* [Goal]: Repeat every one of the entries below word for word, leaving out the pictures.
▽
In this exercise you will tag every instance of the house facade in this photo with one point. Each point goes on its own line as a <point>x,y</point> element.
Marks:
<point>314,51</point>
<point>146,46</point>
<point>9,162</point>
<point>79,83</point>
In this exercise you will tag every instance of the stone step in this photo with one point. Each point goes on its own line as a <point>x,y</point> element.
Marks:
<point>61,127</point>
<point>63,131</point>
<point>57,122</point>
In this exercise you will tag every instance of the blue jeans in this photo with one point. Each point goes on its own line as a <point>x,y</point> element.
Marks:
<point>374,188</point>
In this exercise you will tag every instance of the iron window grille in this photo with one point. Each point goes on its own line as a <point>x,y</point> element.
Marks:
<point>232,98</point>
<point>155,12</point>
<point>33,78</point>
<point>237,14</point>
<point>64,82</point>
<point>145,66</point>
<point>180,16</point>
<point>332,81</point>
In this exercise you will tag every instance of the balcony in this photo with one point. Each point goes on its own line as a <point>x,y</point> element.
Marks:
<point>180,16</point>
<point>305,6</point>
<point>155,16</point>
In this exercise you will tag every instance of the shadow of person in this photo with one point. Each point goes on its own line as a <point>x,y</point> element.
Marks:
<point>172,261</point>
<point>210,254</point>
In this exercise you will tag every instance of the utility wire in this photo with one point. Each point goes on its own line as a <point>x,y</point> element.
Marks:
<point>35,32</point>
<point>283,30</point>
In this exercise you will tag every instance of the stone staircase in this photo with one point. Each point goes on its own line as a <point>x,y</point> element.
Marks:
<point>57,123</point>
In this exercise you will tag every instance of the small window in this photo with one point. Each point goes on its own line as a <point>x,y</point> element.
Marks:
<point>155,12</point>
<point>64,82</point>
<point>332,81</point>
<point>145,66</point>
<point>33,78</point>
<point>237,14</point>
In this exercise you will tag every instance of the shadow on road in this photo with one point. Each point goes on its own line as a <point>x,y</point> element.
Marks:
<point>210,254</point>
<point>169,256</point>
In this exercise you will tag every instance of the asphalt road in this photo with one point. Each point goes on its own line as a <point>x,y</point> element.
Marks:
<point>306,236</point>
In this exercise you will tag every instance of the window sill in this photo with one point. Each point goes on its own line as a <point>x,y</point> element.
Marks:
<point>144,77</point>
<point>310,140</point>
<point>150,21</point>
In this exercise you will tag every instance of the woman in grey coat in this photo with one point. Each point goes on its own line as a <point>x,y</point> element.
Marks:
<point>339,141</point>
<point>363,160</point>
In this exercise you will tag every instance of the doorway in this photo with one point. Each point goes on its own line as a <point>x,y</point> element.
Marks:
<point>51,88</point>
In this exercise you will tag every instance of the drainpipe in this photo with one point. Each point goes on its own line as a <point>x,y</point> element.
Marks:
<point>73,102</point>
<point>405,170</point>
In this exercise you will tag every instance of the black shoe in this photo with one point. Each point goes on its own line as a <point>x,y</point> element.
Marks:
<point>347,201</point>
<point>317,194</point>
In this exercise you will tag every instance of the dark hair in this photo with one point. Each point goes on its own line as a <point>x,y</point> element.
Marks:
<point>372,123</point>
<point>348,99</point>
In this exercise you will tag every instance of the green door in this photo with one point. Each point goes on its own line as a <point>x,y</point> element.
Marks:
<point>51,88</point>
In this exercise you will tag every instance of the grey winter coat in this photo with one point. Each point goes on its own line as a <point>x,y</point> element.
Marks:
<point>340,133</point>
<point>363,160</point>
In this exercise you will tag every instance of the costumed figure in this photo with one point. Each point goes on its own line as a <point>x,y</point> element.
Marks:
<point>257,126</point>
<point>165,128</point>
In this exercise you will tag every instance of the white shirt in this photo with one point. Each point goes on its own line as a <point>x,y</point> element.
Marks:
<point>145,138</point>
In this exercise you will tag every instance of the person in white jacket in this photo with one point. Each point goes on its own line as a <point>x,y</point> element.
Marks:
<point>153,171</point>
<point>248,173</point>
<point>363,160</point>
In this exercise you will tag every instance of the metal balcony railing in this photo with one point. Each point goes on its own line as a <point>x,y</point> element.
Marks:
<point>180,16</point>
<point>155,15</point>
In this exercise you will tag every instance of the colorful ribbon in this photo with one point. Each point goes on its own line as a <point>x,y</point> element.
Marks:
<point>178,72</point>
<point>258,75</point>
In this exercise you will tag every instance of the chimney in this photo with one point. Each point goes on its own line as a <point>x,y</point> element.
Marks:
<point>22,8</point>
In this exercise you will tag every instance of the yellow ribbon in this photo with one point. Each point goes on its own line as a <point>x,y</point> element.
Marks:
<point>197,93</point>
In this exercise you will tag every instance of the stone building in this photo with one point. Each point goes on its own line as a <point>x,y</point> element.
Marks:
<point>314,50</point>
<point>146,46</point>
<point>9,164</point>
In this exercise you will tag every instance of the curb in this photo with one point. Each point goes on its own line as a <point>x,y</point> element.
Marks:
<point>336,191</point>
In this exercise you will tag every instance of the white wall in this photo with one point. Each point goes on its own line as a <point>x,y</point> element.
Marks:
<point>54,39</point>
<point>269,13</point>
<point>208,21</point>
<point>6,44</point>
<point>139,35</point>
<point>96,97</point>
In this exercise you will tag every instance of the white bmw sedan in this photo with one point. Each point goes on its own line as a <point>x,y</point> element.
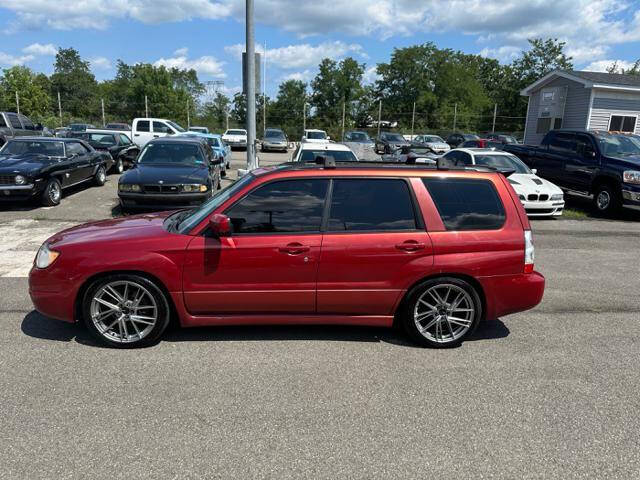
△
* [Solved exercise]:
In this exercise you will tag every instance of the house facade in this photo with one point. Each point goes on its own line as a <point>x,y</point> element.
Marks:
<point>314,51</point>
<point>146,46</point>
<point>9,162</point>
<point>79,83</point>
In this exercise you will tag every instance of the stone step in this photo with one point. Each point goes on its own line as a <point>x,y</point> element.
Marks:
<point>61,127</point>
<point>63,131</point>
<point>57,122</point>
In this exercise you will tag every instance of the blue jeans in this photo with one point. Each point goes on its own line as a <point>x,y</point> element.
Marks:
<point>374,188</point>
In this exercise you will tag every instance of the iron window grille in this photo with one point. Each point goes on its own line as a <point>x,y</point> element.
Marks:
<point>232,98</point>
<point>155,12</point>
<point>33,78</point>
<point>237,14</point>
<point>64,82</point>
<point>145,66</point>
<point>180,16</point>
<point>332,81</point>
In this exercise you will tag every instance of the balcony in this photo with one point. Each point goes on its own line as a <point>x,y</point> element.
Marks:
<point>180,16</point>
<point>305,6</point>
<point>155,16</point>
In this exercise you will tag every instance of the shadow of person in this photo with one point. Each point goes on its own line as a <point>x,y</point> element.
Marks:
<point>172,261</point>
<point>210,254</point>
In this exercise you will tag every instance of the utility wire in this photo with one point. Each point goes on its own line as a <point>x,y</point> element.
Marks:
<point>35,32</point>
<point>283,30</point>
In this exercise you will tag every instance of the stone staircase in this photo with one point. Each point goes on its own line as a <point>x,y</point> element.
Marks:
<point>57,123</point>
In this exercise you will tag every instance of the small window in this photo with one point. Each point goes on its own line as a <point>x,y</point> element.
Marks:
<point>155,12</point>
<point>64,82</point>
<point>332,81</point>
<point>145,66</point>
<point>33,78</point>
<point>237,14</point>
In this exercise you will tag every instance of the shadow on road in this photo with one point. Each point goes on its own line as a <point>x,y</point> element.
Marks:
<point>210,254</point>
<point>169,256</point>
In this exercise you will tag every instance of the asphalt road in this photo with one point. Each point goes on its own line as a <point>x,y</point> element.
Marks:
<point>306,236</point>
In this exercise you will tag every instance of the window sill in this photo with one point. Each point goes on its own line as a <point>x,y</point> element.
Marks:
<point>144,77</point>
<point>310,140</point>
<point>150,21</point>
In this exercise you will tag every instance of the woman in grey coat in this photo with one point. Each point goes on its own line as a <point>x,y</point> element.
Marks:
<point>339,141</point>
<point>363,160</point>
In this exercise you will tag every instance of the doorway in this photo with one point. Each point goes on its own line as a <point>x,y</point> element.
Marks:
<point>51,88</point>
In this exercise you will tag every instance of the drainpipe in this photo with one point. Each point goes on its own line as a <point>x,y</point> element.
Marks:
<point>73,102</point>
<point>405,170</point>
In this exercise you will tag every instance of the black shoe in this photo with one point. Each point goes on its own line as a <point>x,y</point> element.
Marks:
<point>347,201</point>
<point>317,194</point>
In this exercise you will tag every instance of the dark hair in this photo with one point. Each point goes on its own line as a <point>x,y</point> element.
Marks:
<point>372,123</point>
<point>348,99</point>
In this exercise you will tag every instance of the green door in this photo with one point. Each point goes on its own line as a <point>x,y</point> element.
Marks:
<point>51,88</point>
In this exercise you will tag every instance of the grey winter coat in this photo with one point. Each point goes on its own line as a <point>x,y</point> element.
Marks:
<point>340,133</point>
<point>363,160</point>
In this exercise you will tag every instance of the costumed figure in this photo with one point. Each point goes on its own line as a <point>x,y</point> element.
Marks:
<point>257,126</point>
<point>165,128</point>
In this exercise you will tag every instance of the white shirt in this photo with one point. Each point goes on its own line as a <point>x,y</point> element.
Marks:
<point>145,138</point>
In this exercise you will tag every instance of the person in white jacket in this photo with one point. Each point goes on its own line as a <point>x,y</point> element.
Marks:
<point>153,171</point>
<point>248,173</point>
<point>363,160</point>
In this exercise you will tag every instance of the metal balcony railing in this photo with one point. Each point goes on its own line as a <point>x,y</point> element.
Marks:
<point>180,16</point>
<point>155,15</point>
In this exercise you will tag every instance of the colorful ribbon in this photo with one point. Each point goes on its own line as a <point>x,y</point> element.
Marks:
<point>178,72</point>
<point>258,75</point>
In this exercise you will tag every instance of the chimney in this photo with one point. Each point goes on its own line as a <point>x,y</point> element.
Marks:
<point>22,8</point>
In this exercise you will tag every instance of the yellow ribbon in this photo with one point. Each point goes on its own line as a <point>x,y</point> element.
Marks:
<point>197,93</point>
In this exercise you will tag every instance of the stone building in this photo with one point. Each point goes on its own line as a <point>x,y</point> element.
Marks:
<point>314,50</point>
<point>146,46</point>
<point>9,164</point>
In this exercise you will tag every instance of the curb in this photo with one point. Each point goes on its own line as a <point>x,y</point> element.
Marks:
<point>336,191</point>
In this exercise you will tag every instance of the white wall in this photo with one point. Each point goes on its own line as a <point>x,y</point> element.
Marks:
<point>54,39</point>
<point>269,13</point>
<point>208,21</point>
<point>6,44</point>
<point>139,35</point>
<point>96,97</point>
In this exercise you will tag every instance of the white bmw sedan in this photo with one point. Each point goes on its own line as a <point>x,y</point> element.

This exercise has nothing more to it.